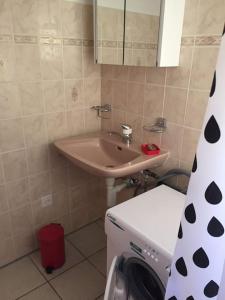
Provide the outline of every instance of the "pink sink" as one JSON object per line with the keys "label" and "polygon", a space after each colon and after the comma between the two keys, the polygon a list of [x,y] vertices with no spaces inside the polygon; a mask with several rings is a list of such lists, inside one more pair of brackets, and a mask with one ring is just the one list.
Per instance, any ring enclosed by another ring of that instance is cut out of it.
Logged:
{"label": "pink sink", "polygon": [[127,146],[121,137],[102,132],[59,140],[54,145],[75,165],[103,177],[122,177],[157,167],[169,156],[166,151],[145,155],[140,145]]}

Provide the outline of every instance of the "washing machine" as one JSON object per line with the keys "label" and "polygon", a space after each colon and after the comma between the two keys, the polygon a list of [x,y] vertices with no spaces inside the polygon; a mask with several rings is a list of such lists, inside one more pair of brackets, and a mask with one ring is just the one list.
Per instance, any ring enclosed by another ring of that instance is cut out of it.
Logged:
{"label": "washing machine", "polygon": [[164,300],[184,201],[161,185],[107,210],[104,300]]}

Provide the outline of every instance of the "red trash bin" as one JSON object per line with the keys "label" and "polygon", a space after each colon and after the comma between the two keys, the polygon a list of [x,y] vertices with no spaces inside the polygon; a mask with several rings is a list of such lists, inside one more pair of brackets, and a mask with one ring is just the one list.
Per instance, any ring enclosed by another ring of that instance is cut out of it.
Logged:
{"label": "red trash bin", "polygon": [[49,224],[38,231],[41,263],[47,273],[65,262],[64,229],[60,224]]}

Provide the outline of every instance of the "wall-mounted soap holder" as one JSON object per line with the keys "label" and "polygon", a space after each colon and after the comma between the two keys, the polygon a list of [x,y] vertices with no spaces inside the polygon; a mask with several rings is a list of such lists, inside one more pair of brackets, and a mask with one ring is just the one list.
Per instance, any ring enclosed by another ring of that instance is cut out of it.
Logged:
{"label": "wall-mounted soap holder", "polygon": [[91,109],[97,111],[97,116],[102,119],[109,119],[107,117],[103,117],[102,113],[111,112],[112,107],[110,104],[104,104],[104,105],[94,105],[91,107]]}
{"label": "wall-mounted soap holder", "polygon": [[154,124],[144,125],[143,129],[150,132],[163,133],[166,131],[166,119],[159,117]]}

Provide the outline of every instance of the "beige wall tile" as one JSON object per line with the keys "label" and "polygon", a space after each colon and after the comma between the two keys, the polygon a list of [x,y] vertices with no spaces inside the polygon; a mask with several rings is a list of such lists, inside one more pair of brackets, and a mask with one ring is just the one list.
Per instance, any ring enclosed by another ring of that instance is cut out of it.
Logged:
{"label": "beige wall tile", "polygon": [[23,124],[21,119],[0,121],[0,151],[11,151],[24,147]]}
{"label": "beige wall tile", "polygon": [[0,243],[0,266],[13,261],[15,259],[15,250],[12,238],[2,240]]}
{"label": "beige wall tile", "polygon": [[7,200],[6,188],[5,186],[0,186],[0,214],[8,211],[9,205]]}
{"label": "beige wall tile", "polygon": [[[27,2],[27,1],[25,1]],[[37,45],[15,45],[16,78],[18,81],[36,81],[41,77],[40,53]]]}
{"label": "beige wall tile", "polygon": [[0,34],[12,33],[12,18],[10,8],[10,2],[8,0],[1,1]]}
{"label": "beige wall tile", "polygon": [[186,0],[183,24],[183,36],[192,36],[196,33],[197,8],[199,0]]}
{"label": "beige wall tile", "polygon": [[146,68],[129,67],[129,81],[145,82]]}
{"label": "beige wall tile", "polygon": [[101,129],[101,119],[95,111],[85,110],[85,132],[95,132]]}
{"label": "beige wall tile", "polygon": [[63,34],[76,38],[82,37],[82,5],[63,1],[62,26]]}
{"label": "beige wall tile", "polygon": [[64,76],[67,79],[82,77],[82,47],[63,48]]}
{"label": "beige wall tile", "polygon": [[113,107],[126,110],[127,108],[127,84],[125,81],[113,82]]}
{"label": "beige wall tile", "polygon": [[49,168],[48,147],[46,145],[27,149],[29,174],[46,171]]}
{"label": "beige wall tile", "polygon": [[38,6],[36,0],[15,0],[12,5],[13,28],[16,34],[37,34]]}
{"label": "beige wall tile", "polygon": [[10,215],[1,214],[0,215],[0,238],[1,240],[5,240],[10,238],[12,235],[11,221]]}
{"label": "beige wall tile", "polygon": [[82,36],[84,39],[93,40],[93,6],[83,5],[82,10]]}
{"label": "beige wall tile", "polygon": [[84,77],[100,77],[100,65],[94,64],[94,48],[83,47]]}
{"label": "beige wall tile", "polygon": [[31,201],[40,199],[43,196],[51,194],[50,172],[44,172],[29,177],[29,194]]}
{"label": "beige wall tile", "polygon": [[165,92],[165,118],[170,122],[183,125],[187,90],[167,87]]}
{"label": "beige wall tile", "polygon": [[153,122],[162,116],[164,101],[164,87],[156,85],[145,85],[144,111],[143,114],[148,122]]}
{"label": "beige wall tile", "polygon": [[200,131],[192,129],[184,129],[184,139],[182,145],[181,159],[183,161],[193,161],[197,148]]}
{"label": "beige wall tile", "polygon": [[182,138],[183,128],[168,122],[167,130],[162,134],[161,147],[170,151],[171,158],[178,160],[181,154]]}
{"label": "beige wall tile", "polygon": [[54,193],[66,190],[68,182],[68,168],[58,168],[51,171],[51,184]]}
{"label": "beige wall tile", "polygon": [[87,107],[100,105],[101,103],[101,81],[100,79],[84,80],[84,101]]}
{"label": "beige wall tile", "polygon": [[[55,130],[57,128],[57,130]],[[47,115],[48,139],[53,142],[67,136],[66,113],[51,113]]]}
{"label": "beige wall tile", "polygon": [[189,91],[185,125],[201,129],[208,98],[208,92]]}
{"label": "beige wall tile", "polygon": [[44,116],[32,116],[23,119],[25,142],[27,147],[47,143],[46,122]]}
{"label": "beige wall tile", "polygon": [[65,100],[68,109],[85,107],[83,80],[65,80]]}
{"label": "beige wall tile", "polygon": [[85,129],[85,111],[71,110],[67,112],[68,132],[69,135],[78,135]]}
{"label": "beige wall tile", "polygon": [[5,180],[16,180],[27,175],[27,163],[24,150],[5,153],[2,155]]}
{"label": "beige wall tile", "polygon": [[127,93],[126,111],[143,115],[144,105],[144,85],[140,83],[129,82]]}
{"label": "beige wall tile", "polygon": [[21,179],[6,184],[6,193],[10,208],[19,208],[29,202],[29,186],[27,179]]}
{"label": "beige wall tile", "polygon": [[47,112],[65,109],[64,86],[62,81],[46,81],[43,83],[45,109]]}
{"label": "beige wall tile", "polygon": [[59,0],[38,1],[39,32],[43,35],[61,34],[61,11]]}
{"label": "beige wall tile", "polygon": [[148,83],[164,85],[166,68],[146,68],[146,81]]}
{"label": "beige wall tile", "polygon": [[62,78],[62,46],[41,45],[41,70],[43,79],[57,80]]}
{"label": "beige wall tile", "polygon": [[218,47],[196,47],[190,87],[209,90],[216,66]]}
{"label": "beige wall tile", "polygon": [[[1,79],[0,79],[1,81]],[[0,83],[0,119],[21,115],[20,99],[15,84]]]}
{"label": "beige wall tile", "polygon": [[224,0],[199,0],[197,34],[220,35],[223,30]]}
{"label": "beige wall tile", "polygon": [[23,208],[11,212],[12,230],[14,235],[26,234],[32,232],[32,212],[31,206],[26,205]]}
{"label": "beige wall tile", "polygon": [[112,104],[113,81],[108,79],[101,80],[101,103]]}
{"label": "beige wall tile", "polygon": [[[3,1],[3,5],[4,5],[4,1]],[[1,24],[0,24],[0,32],[1,32]],[[12,81],[14,79],[14,72],[15,72],[14,71],[14,60],[15,60],[14,45],[12,43],[0,43],[0,60],[1,60],[0,81]]]}
{"label": "beige wall tile", "polygon": [[166,84],[175,87],[187,88],[192,62],[192,47],[182,47],[179,67],[168,68]]}
{"label": "beige wall tile", "polygon": [[44,102],[40,82],[21,83],[18,86],[18,93],[24,115],[44,112]]}

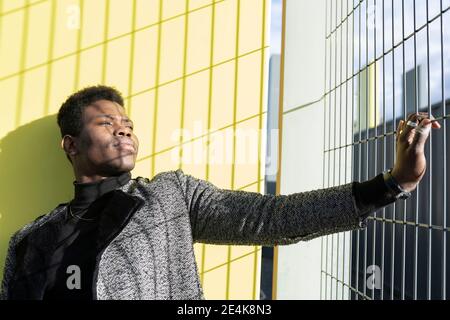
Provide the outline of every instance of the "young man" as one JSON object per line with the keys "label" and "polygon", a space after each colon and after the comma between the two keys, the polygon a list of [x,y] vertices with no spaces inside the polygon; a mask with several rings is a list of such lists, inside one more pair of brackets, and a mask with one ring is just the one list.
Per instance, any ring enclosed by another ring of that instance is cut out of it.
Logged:
{"label": "young man", "polygon": [[10,240],[3,299],[203,299],[194,242],[287,245],[365,227],[416,188],[426,169],[426,113],[401,121],[392,172],[291,195],[219,189],[184,174],[131,178],[139,142],[119,92],[70,96],[58,113],[74,198]]}

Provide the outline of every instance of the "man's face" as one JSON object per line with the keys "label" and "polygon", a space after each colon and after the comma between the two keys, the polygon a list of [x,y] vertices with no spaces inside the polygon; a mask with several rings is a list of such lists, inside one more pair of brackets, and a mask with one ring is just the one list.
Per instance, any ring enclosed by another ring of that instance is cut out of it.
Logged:
{"label": "man's face", "polygon": [[85,173],[106,176],[134,168],[139,141],[121,105],[98,100],[84,108],[82,120],[78,163]]}

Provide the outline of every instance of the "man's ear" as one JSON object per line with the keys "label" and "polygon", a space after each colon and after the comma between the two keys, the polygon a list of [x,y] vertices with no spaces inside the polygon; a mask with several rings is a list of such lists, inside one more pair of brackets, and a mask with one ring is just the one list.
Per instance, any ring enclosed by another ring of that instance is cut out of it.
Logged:
{"label": "man's ear", "polygon": [[74,137],[68,134],[66,134],[61,140],[61,148],[70,157],[73,157],[78,153],[78,148],[75,140],[76,139]]}

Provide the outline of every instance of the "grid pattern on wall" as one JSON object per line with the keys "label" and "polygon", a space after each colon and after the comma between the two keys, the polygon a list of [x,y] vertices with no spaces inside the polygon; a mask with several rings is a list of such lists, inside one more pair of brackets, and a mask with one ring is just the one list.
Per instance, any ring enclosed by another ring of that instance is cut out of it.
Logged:
{"label": "grid pattern on wall", "polygon": [[[0,145],[54,116],[72,92],[107,84],[124,94],[140,137],[133,176],[181,168],[221,188],[261,192],[269,12],[269,0],[0,0],[0,94],[8,108]],[[173,141],[177,128],[190,137]],[[212,134],[239,129],[257,130],[258,143],[242,150],[233,138],[231,163],[183,161],[198,144],[208,157]],[[237,163],[241,151],[257,154],[257,163]],[[24,168],[16,173],[27,176]],[[9,235],[43,213],[20,207],[9,188],[0,190],[0,268]],[[13,214],[22,209],[28,216]],[[260,251],[196,244],[206,298],[257,299]]]}
{"label": "grid pattern on wall", "polygon": [[400,119],[440,119],[411,198],[322,238],[322,299],[447,299],[450,1],[328,0],[324,187],[394,165]]}

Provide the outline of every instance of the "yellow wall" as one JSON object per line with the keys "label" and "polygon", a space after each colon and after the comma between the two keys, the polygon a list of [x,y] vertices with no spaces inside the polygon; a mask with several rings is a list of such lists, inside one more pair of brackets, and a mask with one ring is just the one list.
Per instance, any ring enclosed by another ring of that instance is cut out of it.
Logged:
{"label": "yellow wall", "polygon": [[[141,142],[134,177],[182,168],[262,192],[263,130],[250,150],[233,140],[230,163],[173,154],[208,150],[207,129],[264,129],[269,12],[269,0],[0,0],[0,275],[11,234],[72,197],[56,113],[88,85],[126,97]],[[174,139],[177,128],[192,139]],[[244,151],[259,163],[236,163]],[[259,298],[260,247],[195,251],[207,299]]]}

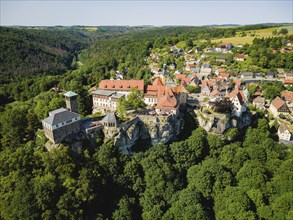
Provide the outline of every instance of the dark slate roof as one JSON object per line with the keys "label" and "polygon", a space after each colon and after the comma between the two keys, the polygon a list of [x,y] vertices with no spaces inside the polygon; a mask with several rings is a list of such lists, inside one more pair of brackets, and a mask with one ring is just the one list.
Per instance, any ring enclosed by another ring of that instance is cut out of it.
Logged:
{"label": "dark slate roof", "polygon": [[75,92],[71,92],[71,91],[66,92],[64,95],[65,95],[66,97],[78,96],[78,94],[76,94]]}
{"label": "dark slate roof", "polygon": [[267,76],[275,76],[275,73],[273,73],[273,72],[267,72]]}
{"label": "dark slate roof", "polygon": [[50,112],[49,117],[45,118],[43,121],[53,126],[62,122],[72,120],[73,118],[76,118],[78,116],[79,114],[77,113],[70,112],[68,109],[60,108]]}
{"label": "dark slate roof", "polygon": [[96,95],[111,96],[113,93],[115,93],[115,91],[107,91],[107,90],[98,89],[96,91],[93,91],[92,93]]}
{"label": "dark slate roof", "polygon": [[116,123],[116,117],[113,112],[108,113],[103,119],[102,122],[107,122],[107,123]]}
{"label": "dark slate roof", "polygon": [[244,73],[241,73],[241,75],[243,75],[243,76],[253,76],[253,73],[252,72],[244,72]]}

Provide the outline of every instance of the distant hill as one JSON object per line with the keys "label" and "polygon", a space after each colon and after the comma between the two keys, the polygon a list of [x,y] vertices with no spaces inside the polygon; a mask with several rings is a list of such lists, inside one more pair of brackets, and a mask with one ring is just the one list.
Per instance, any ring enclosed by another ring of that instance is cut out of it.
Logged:
{"label": "distant hill", "polygon": [[0,27],[0,78],[62,72],[89,39],[75,29]]}

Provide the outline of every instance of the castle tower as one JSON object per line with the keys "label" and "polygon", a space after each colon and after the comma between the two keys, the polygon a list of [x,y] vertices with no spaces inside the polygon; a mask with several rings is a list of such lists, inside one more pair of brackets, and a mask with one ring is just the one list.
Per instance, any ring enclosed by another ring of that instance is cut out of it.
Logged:
{"label": "castle tower", "polygon": [[71,112],[78,113],[77,109],[77,102],[76,102],[76,97],[78,96],[74,92],[67,92],[64,94],[65,96],[65,102],[66,102],[66,108],[69,109]]}

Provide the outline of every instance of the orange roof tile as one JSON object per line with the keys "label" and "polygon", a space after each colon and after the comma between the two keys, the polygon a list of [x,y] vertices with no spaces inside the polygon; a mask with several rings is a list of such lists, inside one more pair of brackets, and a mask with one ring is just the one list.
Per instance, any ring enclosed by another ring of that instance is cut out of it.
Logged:
{"label": "orange roof tile", "polygon": [[131,88],[144,90],[143,80],[102,80],[99,83],[99,89],[114,90],[114,91],[130,91]]}
{"label": "orange roof tile", "polygon": [[176,74],[176,75],[175,75],[175,79],[181,79],[181,80],[184,81],[185,83],[190,82],[190,79],[187,78],[185,74]]}
{"label": "orange roof tile", "polygon": [[230,74],[228,74],[228,73],[221,73],[220,74],[220,77],[229,78],[230,77]]}
{"label": "orange roof tile", "polygon": [[279,109],[281,108],[285,102],[283,99],[281,99],[279,96],[277,96],[272,102],[271,104],[276,108],[276,109]]}
{"label": "orange roof tile", "polygon": [[221,93],[219,92],[219,90],[215,89],[210,93],[210,96],[214,96],[214,95],[218,95],[218,94],[221,94]]}
{"label": "orange roof tile", "polygon": [[236,58],[238,58],[238,59],[244,59],[245,58],[245,55],[244,54],[238,54],[236,56]]}
{"label": "orange roof tile", "polygon": [[284,84],[293,84],[293,80],[292,79],[285,79]]}
{"label": "orange roof tile", "polygon": [[162,83],[162,80],[161,78],[156,78],[154,81],[153,81],[153,86],[162,86],[163,83]]}
{"label": "orange roof tile", "polygon": [[281,95],[285,97],[286,101],[293,102],[293,92],[289,92],[287,90],[284,90],[281,92]]}

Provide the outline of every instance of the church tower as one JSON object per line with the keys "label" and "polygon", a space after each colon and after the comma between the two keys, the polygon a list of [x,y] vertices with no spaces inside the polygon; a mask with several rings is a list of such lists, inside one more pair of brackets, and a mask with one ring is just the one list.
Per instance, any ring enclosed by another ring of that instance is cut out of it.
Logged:
{"label": "church tower", "polygon": [[65,96],[65,102],[66,102],[66,108],[71,111],[71,112],[75,112],[78,113],[78,109],[77,109],[77,94],[75,92],[67,92],[64,94]]}

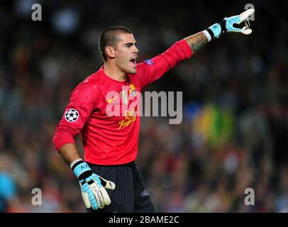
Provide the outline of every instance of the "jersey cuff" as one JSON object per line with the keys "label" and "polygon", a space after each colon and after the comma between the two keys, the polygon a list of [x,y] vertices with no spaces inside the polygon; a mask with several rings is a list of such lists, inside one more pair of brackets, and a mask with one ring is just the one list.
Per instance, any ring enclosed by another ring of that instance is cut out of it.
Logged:
{"label": "jersey cuff", "polygon": [[71,138],[64,138],[62,140],[55,140],[54,141],[54,145],[57,150],[57,151],[59,151],[59,150],[60,150],[61,147],[65,145],[67,143],[75,143],[75,140]]}

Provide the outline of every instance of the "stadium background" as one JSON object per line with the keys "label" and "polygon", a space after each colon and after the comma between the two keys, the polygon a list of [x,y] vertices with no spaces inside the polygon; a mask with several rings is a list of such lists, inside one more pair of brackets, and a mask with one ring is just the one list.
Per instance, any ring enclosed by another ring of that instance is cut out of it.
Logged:
{"label": "stadium background", "polygon": [[[42,21],[31,20],[33,3]],[[248,3],[250,35],[223,35],[147,88],[182,91],[184,116],[143,117],[136,162],[158,211],[287,212],[288,4],[261,0],[1,3],[0,211],[84,211],[52,140],[71,91],[102,65],[102,30],[131,29],[143,60]],[[33,188],[42,206],[31,205]]]}

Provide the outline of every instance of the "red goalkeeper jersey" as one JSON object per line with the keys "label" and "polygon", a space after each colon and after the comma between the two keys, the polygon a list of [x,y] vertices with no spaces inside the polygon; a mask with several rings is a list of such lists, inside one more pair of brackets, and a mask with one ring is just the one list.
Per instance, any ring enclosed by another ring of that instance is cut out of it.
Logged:
{"label": "red goalkeeper jersey", "polygon": [[128,74],[125,82],[108,77],[102,66],[72,92],[54,135],[57,150],[74,143],[81,132],[86,162],[113,165],[134,161],[140,128],[138,92],[192,55],[187,43],[178,41],[161,55],[137,64],[137,72]]}

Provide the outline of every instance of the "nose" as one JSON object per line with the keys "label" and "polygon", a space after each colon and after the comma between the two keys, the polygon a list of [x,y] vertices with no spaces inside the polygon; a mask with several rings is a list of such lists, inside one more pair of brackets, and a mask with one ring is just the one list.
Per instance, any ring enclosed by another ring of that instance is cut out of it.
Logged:
{"label": "nose", "polygon": [[137,47],[135,46],[134,50],[133,50],[133,53],[134,53],[134,52],[135,52],[135,53],[138,53],[138,51],[139,51],[138,48],[137,48]]}

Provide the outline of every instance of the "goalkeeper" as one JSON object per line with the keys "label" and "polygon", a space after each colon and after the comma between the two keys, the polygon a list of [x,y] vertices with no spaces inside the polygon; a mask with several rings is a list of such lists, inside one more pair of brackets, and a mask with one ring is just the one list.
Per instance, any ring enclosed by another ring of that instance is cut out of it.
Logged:
{"label": "goalkeeper", "polygon": [[[155,211],[135,163],[140,128],[135,101],[143,88],[211,40],[226,33],[251,33],[247,19],[253,12],[248,9],[225,18],[139,64],[137,43],[130,30],[111,27],[102,33],[99,45],[104,65],[72,92],[53,139],[79,180],[88,212]],[[80,132],[84,160],[74,142]]]}

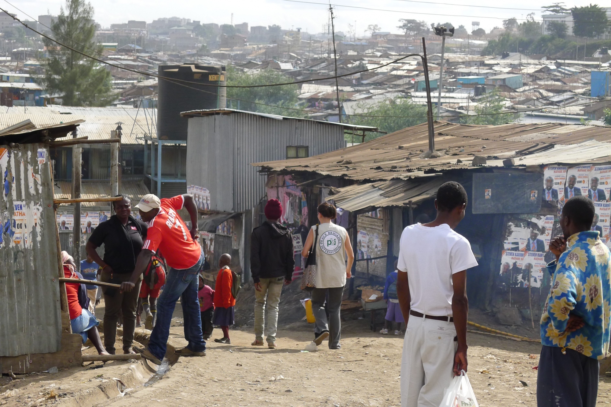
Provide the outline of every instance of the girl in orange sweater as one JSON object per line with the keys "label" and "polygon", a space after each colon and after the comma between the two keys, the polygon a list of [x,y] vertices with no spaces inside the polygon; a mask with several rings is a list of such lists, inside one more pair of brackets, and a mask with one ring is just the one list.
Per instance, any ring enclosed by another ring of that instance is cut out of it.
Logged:
{"label": "girl in orange sweater", "polygon": [[223,254],[219,259],[221,270],[216,276],[214,285],[214,315],[213,324],[219,325],[223,331],[223,337],[214,339],[214,342],[221,344],[231,344],[229,340],[229,325],[233,325],[233,306],[235,298],[231,294],[231,287],[233,283],[232,271],[229,268],[231,256]]}

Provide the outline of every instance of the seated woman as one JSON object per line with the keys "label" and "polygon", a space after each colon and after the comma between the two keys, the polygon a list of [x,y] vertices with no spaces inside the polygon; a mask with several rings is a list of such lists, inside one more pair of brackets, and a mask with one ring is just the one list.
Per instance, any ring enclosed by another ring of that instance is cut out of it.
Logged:
{"label": "seated woman", "polygon": [[[79,278],[78,275],[75,272],[75,262],[72,256],[65,251],[62,251],[62,263],[64,264],[64,276],[67,278]],[[100,355],[109,355],[102,345],[100,339],[100,334],[97,328],[100,323],[95,319],[93,314],[86,308],[84,308],[79,301],[78,291],[79,286],[78,283],[66,283],[66,295],[68,297],[68,310],[70,314],[70,325],[72,327],[72,333],[79,334],[82,337],[82,343],[87,342],[87,339],[98,350]]]}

→ **TASK INSTRUCTIONS**:
Render the lines from the one containing "Provide the outline of every instance of the seated" through the end of the items as a JSON list of strings, one string per line, with blank lines omitted.

→ **CORRECT OUTPUT**:
[
  "Provide the outline of every instance of the seated woman as one JSON object per line with the keys \"label\" and \"polygon\", a space after each colon and after the comma between the two keys, the polygon a list of [x,y] vertices with no spaces inside the polygon; a mask with several rings is a list of such lists, inside one more pair of brackets, and a mask with one ring is just the one list.",
  "Per instance, any ring enclosed by another ring of that instance is cut out of it.",
  "Logged:",
  "{\"label\": \"seated woman\", \"polygon\": [[[79,278],[78,275],[75,272],[75,262],[72,256],[65,251],[62,251],[62,263],[64,264],[64,276],[67,278]],[[100,355],[109,355],[102,345],[100,339],[100,334],[97,328],[100,323],[95,319],[93,314],[86,308],[84,308],[79,301],[78,291],[79,286],[78,283],[66,283],[66,295],[68,297],[68,310],[70,314],[70,325],[72,327],[72,333],[79,334],[82,337],[82,343],[87,342],[87,339],[98,350]]]}"
]